[Region pointing data]
-- Opening Marker --
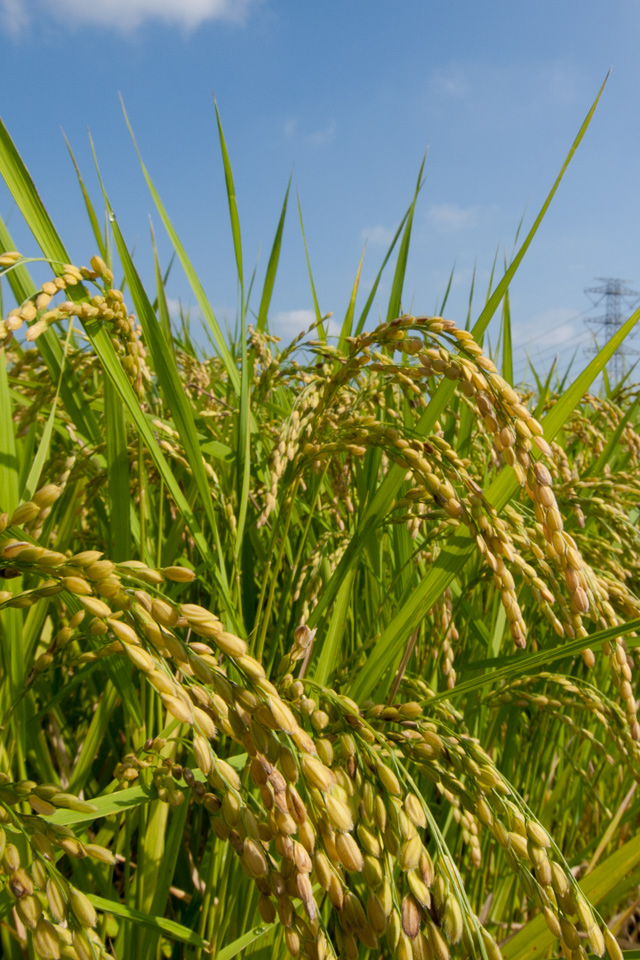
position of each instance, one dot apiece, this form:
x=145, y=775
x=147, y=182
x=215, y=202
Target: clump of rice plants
x=320, y=653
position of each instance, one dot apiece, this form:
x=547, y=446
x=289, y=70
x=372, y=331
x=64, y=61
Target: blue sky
x=346, y=95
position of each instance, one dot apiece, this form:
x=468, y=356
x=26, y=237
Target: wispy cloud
x=289, y=323
x=14, y=16
x=553, y=327
x=123, y=15
x=450, y=218
x=451, y=82
x=289, y=127
x=320, y=138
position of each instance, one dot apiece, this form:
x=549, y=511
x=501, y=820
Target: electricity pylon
-- Closing Marker --
Output only a verbatim copy of the lines spanning from the line that contains "x=372, y=331" to the end of the records above.

▸ Exercise solution
x=372, y=331
x=64, y=61
Target: blue sky
x=346, y=95
position of each instance, one dot apiece, this form:
x=468, y=356
x=26, y=237
Target: wispy cloud
x=289, y=323
x=14, y=16
x=553, y=327
x=123, y=15
x=450, y=218
x=451, y=82
x=289, y=127
x=320, y=138
position of each instance, one dot apiece, this form:
x=549, y=511
x=501, y=820
Target: electricity pylon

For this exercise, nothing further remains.